*SOURCE RECORDS*:
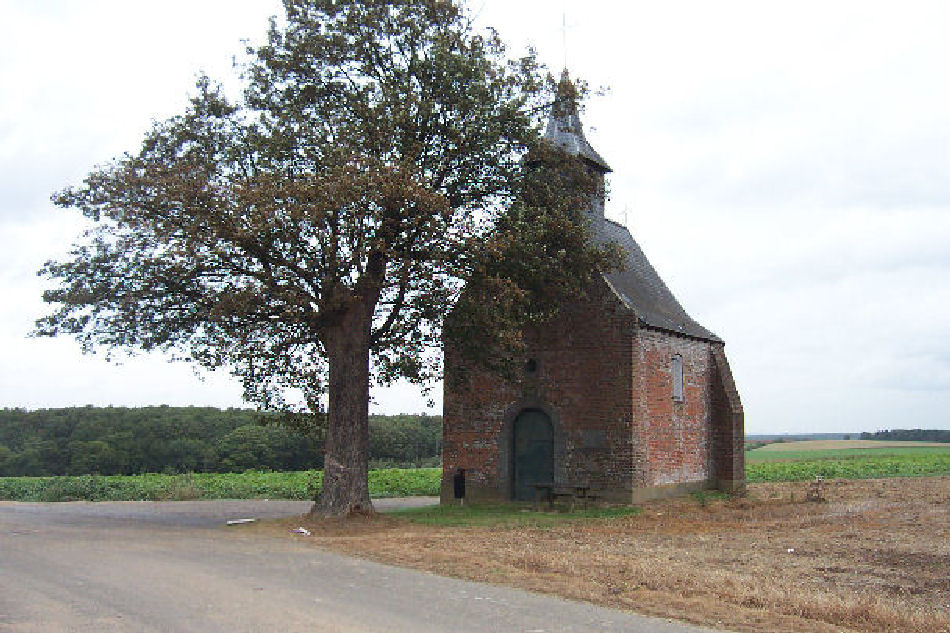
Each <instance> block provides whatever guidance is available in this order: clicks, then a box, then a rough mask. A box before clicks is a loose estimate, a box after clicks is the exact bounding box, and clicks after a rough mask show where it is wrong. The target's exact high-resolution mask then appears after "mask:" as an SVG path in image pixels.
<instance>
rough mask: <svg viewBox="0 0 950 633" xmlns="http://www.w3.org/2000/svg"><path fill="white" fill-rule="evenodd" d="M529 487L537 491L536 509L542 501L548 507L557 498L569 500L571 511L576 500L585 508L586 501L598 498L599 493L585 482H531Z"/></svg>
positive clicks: (594, 499) (575, 502)
mask: <svg viewBox="0 0 950 633" xmlns="http://www.w3.org/2000/svg"><path fill="white" fill-rule="evenodd" d="M531 487H532V488H534V489H535V490H537V491H538V493H537V497H536V499H537V502H538V510H540V509H541V504H542V503H544V502H547V504H548V507H549V508H553V507H554V504H555V503H556V502H557V501H558V500H566V501H569V502H570V504H571V512H573V511H574V508H575V506H576V504H577V503H578V502H581V503H583V507H585V508H586V507H587V504H588V503H590V502H591V501H596V500H597V499H599V498H600V495H597V494H595V493H594V492H592V491H591V489H590V486H589V485H587V484H553V483H543V484H531Z"/></svg>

*WORK TO BE COMPLETED*: Rewrite the items above as a numbered list with one line per entry, skipping any blank lines. Leave out the pictures.

*ANSWER TO THIS PROBLEM*:
1. Each <instance> block provides whatever guidance is available in this order: clicks, then a box, then a rough mask. A box before clicks is a loose estimate, a box after clicks is the exact bounding box, and clicks after a rough mask show where it is wrong. The target's exact high-resolution mask then appears after "mask:" as an SVG path in image pixels.
2. <instance>
3. rough mask: <svg viewBox="0 0 950 633" xmlns="http://www.w3.org/2000/svg"><path fill="white" fill-rule="evenodd" d="M529 487L537 491L536 509L542 501L548 507L557 498L569 500L571 511L576 500L585 508L586 501L598 498L599 493L585 482H531Z"/></svg>
4. positive clicks: (594, 499) (575, 502)
5. mask: <svg viewBox="0 0 950 633" xmlns="http://www.w3.org/2000/svg"><path fill="white" fill-rule="evenodd" d="M531 487H532V488H534V489H535V490H537V491H538V493H537V497H536V499H537V502H538V510H540V509H541V504H542V503H544V502H547V504H548V507H549V508H553V507H554V504H555V503H556V502H557V501H558V500H566V501H569V502H570V504H571V512H573V511H574V508H575V506H576V504H577V503H578V502H581V503H583V507H585V508H586V507H587V504H588V503H590V502H591V501H596V500H597V499H599V498H600V495H597V494H595V493H594V492H592V491H591V489H590V486H589V485H587V484H553V483H543V484H531Z"/></svg>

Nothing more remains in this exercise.